### RECORDS FOR THE TASK
□ □ □ □ □ □ □

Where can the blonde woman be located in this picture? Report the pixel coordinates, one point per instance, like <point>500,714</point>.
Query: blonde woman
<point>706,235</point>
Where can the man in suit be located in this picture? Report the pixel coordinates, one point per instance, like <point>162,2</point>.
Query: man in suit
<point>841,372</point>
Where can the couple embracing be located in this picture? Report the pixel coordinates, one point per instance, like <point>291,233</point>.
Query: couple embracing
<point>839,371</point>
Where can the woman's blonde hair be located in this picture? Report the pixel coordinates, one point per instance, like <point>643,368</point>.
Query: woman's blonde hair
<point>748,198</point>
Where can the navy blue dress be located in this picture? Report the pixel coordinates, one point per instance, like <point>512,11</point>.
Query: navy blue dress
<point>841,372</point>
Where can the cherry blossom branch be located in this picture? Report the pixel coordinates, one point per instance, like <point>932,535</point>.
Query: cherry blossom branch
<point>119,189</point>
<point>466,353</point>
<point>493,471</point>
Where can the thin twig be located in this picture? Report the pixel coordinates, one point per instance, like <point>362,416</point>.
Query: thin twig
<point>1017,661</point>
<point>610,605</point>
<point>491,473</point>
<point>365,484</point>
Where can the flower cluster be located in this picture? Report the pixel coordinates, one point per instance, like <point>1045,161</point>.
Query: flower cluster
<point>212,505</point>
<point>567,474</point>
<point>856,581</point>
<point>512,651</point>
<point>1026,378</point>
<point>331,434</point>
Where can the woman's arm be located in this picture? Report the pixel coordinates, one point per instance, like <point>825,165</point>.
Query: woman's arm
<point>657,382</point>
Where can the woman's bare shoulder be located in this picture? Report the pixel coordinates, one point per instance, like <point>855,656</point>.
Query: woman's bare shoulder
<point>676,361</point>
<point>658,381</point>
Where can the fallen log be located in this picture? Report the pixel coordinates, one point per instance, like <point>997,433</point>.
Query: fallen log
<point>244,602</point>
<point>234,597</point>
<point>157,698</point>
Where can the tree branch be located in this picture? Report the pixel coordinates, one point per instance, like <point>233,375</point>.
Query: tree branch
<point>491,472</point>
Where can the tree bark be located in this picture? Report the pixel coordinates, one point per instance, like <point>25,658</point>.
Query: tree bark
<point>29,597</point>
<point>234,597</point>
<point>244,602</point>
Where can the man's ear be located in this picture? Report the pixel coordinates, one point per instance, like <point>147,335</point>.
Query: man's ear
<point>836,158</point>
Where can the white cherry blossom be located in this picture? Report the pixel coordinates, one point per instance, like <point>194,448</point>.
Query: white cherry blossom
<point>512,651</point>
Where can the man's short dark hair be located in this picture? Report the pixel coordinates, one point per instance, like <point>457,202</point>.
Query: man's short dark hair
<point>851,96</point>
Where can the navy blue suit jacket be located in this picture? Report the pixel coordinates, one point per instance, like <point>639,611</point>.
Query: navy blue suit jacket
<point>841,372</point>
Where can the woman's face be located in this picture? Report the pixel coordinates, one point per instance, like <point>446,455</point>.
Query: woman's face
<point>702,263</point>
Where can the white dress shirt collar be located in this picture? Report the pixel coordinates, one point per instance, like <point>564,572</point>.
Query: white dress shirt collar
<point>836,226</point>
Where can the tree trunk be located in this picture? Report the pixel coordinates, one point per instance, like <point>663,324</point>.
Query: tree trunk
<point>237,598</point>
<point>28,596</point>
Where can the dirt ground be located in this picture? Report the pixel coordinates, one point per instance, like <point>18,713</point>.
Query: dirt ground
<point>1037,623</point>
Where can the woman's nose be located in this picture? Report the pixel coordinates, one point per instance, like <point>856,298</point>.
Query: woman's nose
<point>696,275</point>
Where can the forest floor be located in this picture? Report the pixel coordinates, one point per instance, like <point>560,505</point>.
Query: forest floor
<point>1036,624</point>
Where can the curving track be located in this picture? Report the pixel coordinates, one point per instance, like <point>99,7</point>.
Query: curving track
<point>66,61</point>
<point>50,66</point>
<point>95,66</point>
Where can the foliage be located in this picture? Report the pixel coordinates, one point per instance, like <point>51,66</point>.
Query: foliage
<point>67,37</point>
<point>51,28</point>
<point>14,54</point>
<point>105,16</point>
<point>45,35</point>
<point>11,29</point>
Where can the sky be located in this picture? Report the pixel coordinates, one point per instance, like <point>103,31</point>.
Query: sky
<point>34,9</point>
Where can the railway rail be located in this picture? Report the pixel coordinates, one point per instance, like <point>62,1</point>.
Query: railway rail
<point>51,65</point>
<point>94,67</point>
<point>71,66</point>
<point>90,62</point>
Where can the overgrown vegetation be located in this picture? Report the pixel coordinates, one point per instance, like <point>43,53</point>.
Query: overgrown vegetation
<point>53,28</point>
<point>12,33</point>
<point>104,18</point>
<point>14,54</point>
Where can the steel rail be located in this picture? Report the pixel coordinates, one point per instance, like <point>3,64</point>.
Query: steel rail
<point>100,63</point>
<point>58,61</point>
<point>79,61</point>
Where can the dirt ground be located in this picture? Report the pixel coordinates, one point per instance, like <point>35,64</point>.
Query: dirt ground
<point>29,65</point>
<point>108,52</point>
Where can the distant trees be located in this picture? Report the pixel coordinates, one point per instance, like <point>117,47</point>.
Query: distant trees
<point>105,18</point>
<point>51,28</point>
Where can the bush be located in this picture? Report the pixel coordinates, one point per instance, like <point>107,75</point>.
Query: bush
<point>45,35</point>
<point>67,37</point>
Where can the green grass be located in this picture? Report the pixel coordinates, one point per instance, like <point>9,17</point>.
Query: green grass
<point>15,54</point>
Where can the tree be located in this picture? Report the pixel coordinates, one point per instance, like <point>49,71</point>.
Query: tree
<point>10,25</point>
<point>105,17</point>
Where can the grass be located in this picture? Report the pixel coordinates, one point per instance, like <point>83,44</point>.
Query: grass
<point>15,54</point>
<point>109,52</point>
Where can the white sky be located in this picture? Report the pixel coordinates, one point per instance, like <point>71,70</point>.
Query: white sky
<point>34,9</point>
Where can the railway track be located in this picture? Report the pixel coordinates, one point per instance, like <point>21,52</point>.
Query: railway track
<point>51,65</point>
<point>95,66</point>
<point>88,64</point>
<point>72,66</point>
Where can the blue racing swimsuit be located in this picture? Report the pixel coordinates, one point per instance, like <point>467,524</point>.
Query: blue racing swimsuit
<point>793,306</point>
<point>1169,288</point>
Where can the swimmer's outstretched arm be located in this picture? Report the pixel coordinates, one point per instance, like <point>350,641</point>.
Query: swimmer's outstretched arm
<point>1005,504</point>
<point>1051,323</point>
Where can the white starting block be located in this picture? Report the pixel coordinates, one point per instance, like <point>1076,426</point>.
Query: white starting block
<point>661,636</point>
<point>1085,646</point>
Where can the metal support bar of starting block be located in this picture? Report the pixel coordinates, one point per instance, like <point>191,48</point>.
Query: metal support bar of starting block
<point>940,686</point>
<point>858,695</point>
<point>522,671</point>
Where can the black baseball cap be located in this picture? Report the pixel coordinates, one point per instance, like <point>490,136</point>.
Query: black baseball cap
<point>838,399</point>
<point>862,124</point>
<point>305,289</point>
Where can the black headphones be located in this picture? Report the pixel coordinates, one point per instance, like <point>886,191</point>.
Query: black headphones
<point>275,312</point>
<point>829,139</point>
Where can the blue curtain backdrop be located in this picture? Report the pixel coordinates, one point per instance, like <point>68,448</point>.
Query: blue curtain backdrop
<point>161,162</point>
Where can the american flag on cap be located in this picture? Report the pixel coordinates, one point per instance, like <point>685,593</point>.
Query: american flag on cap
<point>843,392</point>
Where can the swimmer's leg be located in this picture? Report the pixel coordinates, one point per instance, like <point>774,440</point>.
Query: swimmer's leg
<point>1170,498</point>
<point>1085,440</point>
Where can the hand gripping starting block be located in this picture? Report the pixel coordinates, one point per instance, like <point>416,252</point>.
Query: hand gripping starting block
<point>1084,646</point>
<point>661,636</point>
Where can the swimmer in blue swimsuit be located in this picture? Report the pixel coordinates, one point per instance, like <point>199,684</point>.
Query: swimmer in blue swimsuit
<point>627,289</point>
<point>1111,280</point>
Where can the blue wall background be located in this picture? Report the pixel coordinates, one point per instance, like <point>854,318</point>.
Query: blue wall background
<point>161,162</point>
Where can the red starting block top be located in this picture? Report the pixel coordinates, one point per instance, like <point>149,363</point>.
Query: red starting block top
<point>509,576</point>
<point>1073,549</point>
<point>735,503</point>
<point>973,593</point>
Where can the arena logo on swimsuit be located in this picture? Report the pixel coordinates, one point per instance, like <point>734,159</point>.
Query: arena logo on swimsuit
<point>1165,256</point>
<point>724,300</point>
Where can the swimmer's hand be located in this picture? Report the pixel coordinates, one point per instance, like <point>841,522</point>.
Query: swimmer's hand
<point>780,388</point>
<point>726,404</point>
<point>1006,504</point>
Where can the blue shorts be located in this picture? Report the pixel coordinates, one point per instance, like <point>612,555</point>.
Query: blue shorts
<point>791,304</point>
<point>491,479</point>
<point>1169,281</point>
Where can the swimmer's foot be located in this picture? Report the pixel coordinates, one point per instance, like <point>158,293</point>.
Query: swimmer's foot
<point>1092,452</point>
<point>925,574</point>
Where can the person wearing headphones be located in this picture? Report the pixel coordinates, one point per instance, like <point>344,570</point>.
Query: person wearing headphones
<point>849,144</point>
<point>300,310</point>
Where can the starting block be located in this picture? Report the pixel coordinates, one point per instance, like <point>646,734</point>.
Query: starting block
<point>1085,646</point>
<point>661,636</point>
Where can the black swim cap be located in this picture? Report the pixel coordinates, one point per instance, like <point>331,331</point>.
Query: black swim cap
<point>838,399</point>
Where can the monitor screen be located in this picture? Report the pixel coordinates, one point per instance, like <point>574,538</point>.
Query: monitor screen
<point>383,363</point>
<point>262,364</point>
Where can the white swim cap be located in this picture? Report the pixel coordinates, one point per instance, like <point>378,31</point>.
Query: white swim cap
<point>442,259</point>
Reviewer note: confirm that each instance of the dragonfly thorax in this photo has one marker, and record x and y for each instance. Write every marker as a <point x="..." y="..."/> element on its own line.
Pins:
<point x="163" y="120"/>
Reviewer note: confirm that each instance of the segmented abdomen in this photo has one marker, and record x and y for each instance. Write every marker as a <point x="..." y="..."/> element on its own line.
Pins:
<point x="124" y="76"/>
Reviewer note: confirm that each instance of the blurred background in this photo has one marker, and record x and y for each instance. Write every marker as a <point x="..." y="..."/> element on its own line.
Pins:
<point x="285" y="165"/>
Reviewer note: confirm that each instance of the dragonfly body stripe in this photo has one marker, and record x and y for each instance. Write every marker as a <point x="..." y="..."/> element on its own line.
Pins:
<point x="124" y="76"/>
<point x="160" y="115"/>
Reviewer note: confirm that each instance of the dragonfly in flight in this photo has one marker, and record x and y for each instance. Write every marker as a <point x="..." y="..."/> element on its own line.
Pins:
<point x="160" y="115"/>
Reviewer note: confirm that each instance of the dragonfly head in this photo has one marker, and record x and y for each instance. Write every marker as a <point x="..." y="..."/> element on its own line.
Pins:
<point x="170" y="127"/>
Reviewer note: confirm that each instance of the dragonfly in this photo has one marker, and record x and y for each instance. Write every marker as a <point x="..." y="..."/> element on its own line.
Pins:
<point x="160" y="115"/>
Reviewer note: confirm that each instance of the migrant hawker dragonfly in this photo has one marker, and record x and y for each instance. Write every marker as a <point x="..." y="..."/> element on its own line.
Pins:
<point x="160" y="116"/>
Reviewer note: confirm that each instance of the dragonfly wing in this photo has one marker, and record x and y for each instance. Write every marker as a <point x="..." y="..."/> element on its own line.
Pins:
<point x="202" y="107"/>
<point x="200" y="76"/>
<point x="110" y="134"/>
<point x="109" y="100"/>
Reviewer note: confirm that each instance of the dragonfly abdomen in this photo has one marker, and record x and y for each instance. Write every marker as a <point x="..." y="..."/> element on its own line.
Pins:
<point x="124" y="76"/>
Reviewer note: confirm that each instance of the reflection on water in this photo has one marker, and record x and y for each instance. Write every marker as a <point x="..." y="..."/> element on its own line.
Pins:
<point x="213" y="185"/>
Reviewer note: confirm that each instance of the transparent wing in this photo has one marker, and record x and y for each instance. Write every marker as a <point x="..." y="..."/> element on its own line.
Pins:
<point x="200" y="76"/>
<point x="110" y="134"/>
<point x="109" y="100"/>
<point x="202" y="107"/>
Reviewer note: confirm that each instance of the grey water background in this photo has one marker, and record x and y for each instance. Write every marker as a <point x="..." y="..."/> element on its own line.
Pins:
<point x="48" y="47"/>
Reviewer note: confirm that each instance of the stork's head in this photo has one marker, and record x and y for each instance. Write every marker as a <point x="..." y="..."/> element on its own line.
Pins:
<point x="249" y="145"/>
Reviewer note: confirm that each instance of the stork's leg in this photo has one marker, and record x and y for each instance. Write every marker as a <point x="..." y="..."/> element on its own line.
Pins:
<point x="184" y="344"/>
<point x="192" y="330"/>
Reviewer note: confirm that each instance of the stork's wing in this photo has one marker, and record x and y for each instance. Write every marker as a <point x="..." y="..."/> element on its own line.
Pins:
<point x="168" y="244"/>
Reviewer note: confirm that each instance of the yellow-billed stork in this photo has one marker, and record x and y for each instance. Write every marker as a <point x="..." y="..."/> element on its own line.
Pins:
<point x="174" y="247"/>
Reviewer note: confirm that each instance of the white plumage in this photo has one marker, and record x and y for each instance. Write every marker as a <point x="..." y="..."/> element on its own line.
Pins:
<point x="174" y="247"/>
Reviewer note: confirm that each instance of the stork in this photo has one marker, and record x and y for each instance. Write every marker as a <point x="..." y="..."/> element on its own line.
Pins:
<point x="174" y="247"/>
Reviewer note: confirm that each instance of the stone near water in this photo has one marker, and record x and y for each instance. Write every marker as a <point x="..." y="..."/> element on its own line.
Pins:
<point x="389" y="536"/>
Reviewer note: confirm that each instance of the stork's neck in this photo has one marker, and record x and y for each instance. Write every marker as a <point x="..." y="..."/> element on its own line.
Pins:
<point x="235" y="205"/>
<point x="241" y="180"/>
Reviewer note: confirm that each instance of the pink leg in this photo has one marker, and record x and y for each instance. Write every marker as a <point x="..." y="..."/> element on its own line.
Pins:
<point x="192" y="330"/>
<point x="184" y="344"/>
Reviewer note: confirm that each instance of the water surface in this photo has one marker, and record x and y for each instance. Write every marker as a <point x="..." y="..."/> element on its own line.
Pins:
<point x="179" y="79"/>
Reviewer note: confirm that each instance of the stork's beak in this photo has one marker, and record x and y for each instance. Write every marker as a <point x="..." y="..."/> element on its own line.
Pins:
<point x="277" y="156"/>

□ □ □ □ □ □ □

### WHAT THIS TASK INVOLVES
Repeat word for word the lines above that run from the line containing "Query: blue racing swimsuit" through the line containing "Where can the swimmer's outstretched", both ends included, and nothing else.

### TASK RESULT
Query: blue racing swimsuit
<point>793,306</point>
<point>1169,288</point>
Where can the swimmer's outstretched arm be located in this picture? Report the pixel coordinates, one point per instance, like <point>350,641</point>.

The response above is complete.